--- Text segment Enclosed Below ---

# Am I just being paranoid



## Paranoid (Nov 5, 2011)

New here & just need someone else’s opinion to see if I’m over reacting
A little background. We're in our mid 40’s & have been married 18 years & have one daughter in college.
I consider ourselves happily married & have a great sex life for the most part.
My wife is a reporter & has a anonymous source on the inside for a story she has been working on for several months. He is a ranking police officer ,Our age & married with a couple young kids.
Well the stories have been written & unless something else new comes up it’s done & over. Here’s where I have the Issue.
Since about August until now our phone records show between 1900-2000 texts between the two & 4-5 hours’ worth of phone calls. 
I asked her about this & got the response that I was spying on her & I don’t trust her.
She says & this is a quote “geez - we have become friends through all this, but i know he's happily married with two little kids. it's not like he can talk to too many other people about this, and i can only talk to you about it.”
Am I just being paranoid & jealous ? Or should I have reason to be concerned?
:scratchhead:


----------



## that_girl (Jul 6, 2011)

I would be concerned. That is excessive. I don't even think I text my husband that much or my girlfriends! (and we text a LOT).

--- End of Enclosed Text segment ---
--- Dataset entries Enclosed Below ---

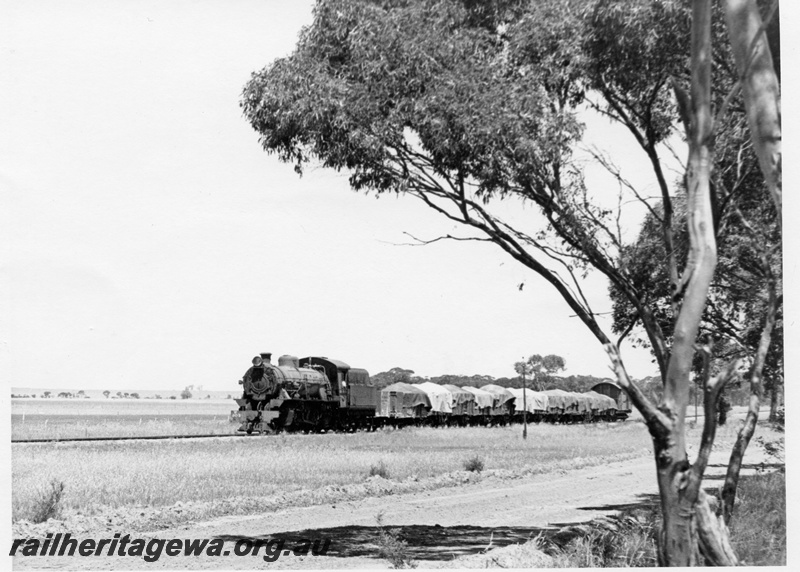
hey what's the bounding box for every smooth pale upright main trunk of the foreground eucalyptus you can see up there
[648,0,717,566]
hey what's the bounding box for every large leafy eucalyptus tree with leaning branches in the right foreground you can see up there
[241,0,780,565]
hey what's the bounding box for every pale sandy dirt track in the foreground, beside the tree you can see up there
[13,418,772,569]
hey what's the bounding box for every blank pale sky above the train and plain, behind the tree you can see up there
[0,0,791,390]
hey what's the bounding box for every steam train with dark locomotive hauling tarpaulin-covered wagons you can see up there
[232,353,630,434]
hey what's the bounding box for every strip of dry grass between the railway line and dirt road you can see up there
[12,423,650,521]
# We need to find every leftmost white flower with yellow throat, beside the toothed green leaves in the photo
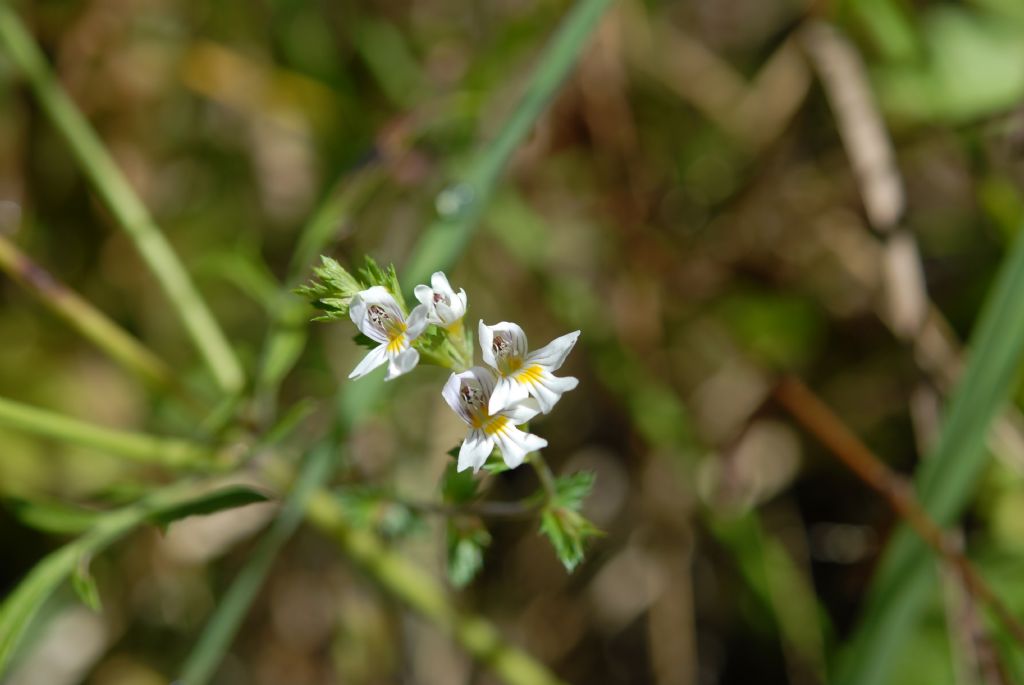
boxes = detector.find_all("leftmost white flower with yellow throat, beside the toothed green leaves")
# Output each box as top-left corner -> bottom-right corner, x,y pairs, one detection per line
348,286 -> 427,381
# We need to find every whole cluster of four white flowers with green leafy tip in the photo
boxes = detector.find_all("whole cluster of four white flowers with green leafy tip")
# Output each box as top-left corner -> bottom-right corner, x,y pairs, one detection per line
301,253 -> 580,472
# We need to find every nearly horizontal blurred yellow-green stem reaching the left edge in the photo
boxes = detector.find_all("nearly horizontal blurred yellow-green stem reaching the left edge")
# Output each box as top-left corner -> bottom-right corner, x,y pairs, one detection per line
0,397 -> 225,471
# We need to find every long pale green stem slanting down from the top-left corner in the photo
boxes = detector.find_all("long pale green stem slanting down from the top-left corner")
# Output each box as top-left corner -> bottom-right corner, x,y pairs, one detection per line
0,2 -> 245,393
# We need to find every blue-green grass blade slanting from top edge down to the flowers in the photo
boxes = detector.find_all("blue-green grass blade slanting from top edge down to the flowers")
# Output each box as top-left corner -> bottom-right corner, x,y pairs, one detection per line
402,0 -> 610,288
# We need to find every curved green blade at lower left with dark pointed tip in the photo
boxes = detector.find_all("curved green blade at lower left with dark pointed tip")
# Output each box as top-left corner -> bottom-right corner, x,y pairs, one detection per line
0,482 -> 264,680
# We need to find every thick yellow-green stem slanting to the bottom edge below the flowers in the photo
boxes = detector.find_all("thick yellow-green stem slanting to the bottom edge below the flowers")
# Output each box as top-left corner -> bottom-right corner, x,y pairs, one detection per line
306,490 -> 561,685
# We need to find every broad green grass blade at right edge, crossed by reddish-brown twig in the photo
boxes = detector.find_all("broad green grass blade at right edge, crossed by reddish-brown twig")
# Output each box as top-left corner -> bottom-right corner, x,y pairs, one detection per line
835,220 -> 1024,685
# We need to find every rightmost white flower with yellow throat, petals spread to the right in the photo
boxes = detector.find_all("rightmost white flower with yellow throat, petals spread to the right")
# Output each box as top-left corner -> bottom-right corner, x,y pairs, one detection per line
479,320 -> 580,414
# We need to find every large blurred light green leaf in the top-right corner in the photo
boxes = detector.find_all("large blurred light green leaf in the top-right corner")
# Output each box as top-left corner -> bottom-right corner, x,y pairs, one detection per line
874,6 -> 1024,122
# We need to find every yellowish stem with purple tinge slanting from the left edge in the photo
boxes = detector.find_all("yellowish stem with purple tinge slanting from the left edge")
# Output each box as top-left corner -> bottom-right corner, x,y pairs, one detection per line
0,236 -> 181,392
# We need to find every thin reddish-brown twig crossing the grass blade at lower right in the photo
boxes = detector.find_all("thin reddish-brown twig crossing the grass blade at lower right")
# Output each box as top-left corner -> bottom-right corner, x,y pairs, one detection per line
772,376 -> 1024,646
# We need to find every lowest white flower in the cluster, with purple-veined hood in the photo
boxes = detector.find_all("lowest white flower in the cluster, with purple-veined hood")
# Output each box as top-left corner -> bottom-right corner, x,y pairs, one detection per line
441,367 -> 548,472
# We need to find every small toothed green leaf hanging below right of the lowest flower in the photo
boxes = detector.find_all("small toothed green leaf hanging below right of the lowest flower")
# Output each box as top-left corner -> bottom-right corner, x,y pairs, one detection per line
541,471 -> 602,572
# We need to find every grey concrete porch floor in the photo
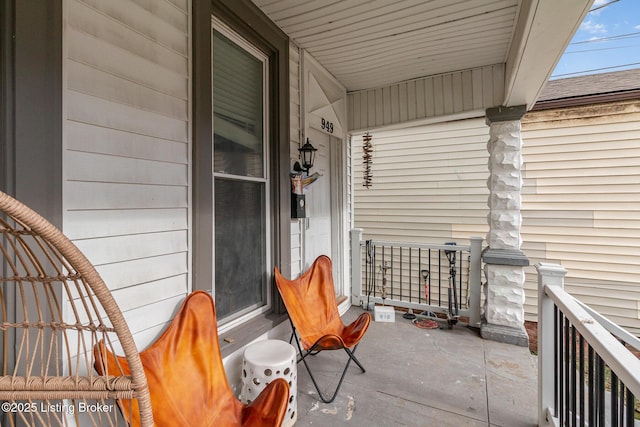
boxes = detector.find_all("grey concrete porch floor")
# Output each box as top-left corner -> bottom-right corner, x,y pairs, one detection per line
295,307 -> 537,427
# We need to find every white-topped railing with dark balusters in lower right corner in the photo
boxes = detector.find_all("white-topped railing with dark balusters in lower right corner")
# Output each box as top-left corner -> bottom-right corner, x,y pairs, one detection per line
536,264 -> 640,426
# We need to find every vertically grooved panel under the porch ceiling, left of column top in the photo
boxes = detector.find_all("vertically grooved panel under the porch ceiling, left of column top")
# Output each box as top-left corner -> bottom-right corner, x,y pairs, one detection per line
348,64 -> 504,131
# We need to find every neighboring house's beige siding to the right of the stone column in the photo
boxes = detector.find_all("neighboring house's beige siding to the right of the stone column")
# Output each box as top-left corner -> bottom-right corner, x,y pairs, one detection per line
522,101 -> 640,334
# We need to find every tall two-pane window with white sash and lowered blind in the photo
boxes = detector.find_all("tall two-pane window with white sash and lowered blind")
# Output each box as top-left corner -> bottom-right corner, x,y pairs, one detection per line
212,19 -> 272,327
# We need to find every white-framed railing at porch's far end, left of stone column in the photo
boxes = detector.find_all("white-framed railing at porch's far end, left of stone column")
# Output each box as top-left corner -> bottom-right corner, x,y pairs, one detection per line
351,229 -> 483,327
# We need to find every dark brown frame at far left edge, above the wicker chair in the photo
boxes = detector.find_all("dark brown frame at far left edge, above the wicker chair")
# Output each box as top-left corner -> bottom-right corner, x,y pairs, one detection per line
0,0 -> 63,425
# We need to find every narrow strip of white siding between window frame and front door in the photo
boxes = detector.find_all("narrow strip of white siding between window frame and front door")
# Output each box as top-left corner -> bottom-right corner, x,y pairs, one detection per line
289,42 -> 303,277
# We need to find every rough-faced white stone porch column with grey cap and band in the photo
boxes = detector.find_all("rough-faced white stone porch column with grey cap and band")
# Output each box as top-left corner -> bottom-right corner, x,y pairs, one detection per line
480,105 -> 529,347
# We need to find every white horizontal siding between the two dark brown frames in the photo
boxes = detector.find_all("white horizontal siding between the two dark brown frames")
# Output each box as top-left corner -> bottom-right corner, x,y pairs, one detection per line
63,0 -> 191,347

--- End of Enclosed Dataset entries ---

■ Task directions ■
Set down word for word the passage of the forum thread above, starting with "I consider ourselves" and going on through "couple young kids.".

■ Answer area ■
I consider ourselves happily married & have a great sex life for the most part.
My wife is a reporter & has a anonymous source on the inside for a story she has been working on for several months. He is a ranking police officer ,Our age & married with a couple young kids.